Document section
....
I don't know why we waste our time on things like this.
The state Senate voted last month to roll back key sections of Proposition 227, with supporters claiming children in other countries are successfully learning multiple languages.
Prop. 227, overwhelmingly approved by voters in 1998, required that public schools teach their classes in English. But if Senate Bill 1174 is approved, it will appear as a ballot measure in November 2016.
The rollback would give schools local control to determine whether kids should learn in their native language instead of English. Supporters, including the bill's author, Sen. Ricardo Lara, D-Bell Gardens, frame it as a bilingual education issue. Being bilingual, they say, is better for students.
Lara needs a reality check.
"It's true," Sen. Mark Wyland, R-Escondido, told me, "research shows that children exposed to a second language have some degree of intellectual gain, but only if the child already speaks the primary language."
In America, the primary language is clearly English. We speak it, educate in it and conduct business in it. English is not only the language of commerce in the United States; it has become the international language of commerce, science, politics and the arts. It is the dominant language of our global society.
Wyland, a Fulbright scholar in international studies and a former school board member, tells of sitting next to a German engineer on a flight. "When I told him how decades ago, many institutions required a reading knowledge of German to get a Ph.D. in science, he just started laughing. He said, 'Everything is in English, every important journal. If you don't publish in English it really doesn't exist. I'm making my presentation at an international conference in English. It's all in English.' "
I checked multiple journals in multiple fields in multiple countries - weighty, pedantic research. They're all in English.
Countless multinational companies are mandating English as the common corporate language in order "to facilitate communication and performance across geographically diverse functions and business endeavors," the Harvard Business Review recently reported. All pilots who fly internationally must speak English.
....
Data listing
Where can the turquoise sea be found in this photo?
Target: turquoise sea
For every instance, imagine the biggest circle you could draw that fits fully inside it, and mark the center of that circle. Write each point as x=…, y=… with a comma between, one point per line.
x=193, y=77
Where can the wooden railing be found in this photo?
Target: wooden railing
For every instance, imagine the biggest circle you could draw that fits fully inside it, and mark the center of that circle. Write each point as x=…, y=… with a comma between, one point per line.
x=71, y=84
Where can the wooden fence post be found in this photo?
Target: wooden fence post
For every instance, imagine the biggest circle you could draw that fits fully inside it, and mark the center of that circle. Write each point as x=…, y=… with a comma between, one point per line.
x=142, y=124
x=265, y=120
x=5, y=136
....
Task requirements
Continue the opinion piece on rolling back Proposition 227 after its last sentence. The rows have nothing to do with the opinion piece on Proposition 227.

Response
In a recent New York Times op-ed, Larry Summers, the former treasury secretary and former Harvard University president, questioned the merits of high school foreign language requirements "because of English's emergence as our global language" - what some call "Englishisation."
Of course, children in other countries are successfully learning multiple languages. Because they're learning English!
English is also the mainstay of the Internet, the language in which most information and websites are available, and critical to both e-commerce and education.
Lara, however, calls it "linguistic tyranny" when politicians "decide what language our kids are going to learn."
Except politicians needn't decide anything. The only thing necessary to compel anyone to speak English in this country - students or immigrants - is the economic one.
SB 1174 is as frivolous as a law mandating that English be the national language. English already is the national language. If you want to thrive, you must learn English. That's all the law you need. Anything else would be linguistic myopia.
"My first language was Spanish," Assemblyman Rocky Chávez said. "But when I went to school it was all English."
Before politics, the retired Marine colonel founded a charter high school located in his Oceanside district and served as its director from 2002 to 2008.
He recalls: "I can't tell you how many Latino mothers I ran across who told me: 'Don't bother teaching my kids in Spanish. You teach 'em English. I'll make sure they understand Spanish.'"
So why did Lara's bill pass on a 27-8 vote in the Senate, with similar success likely in the Assembly?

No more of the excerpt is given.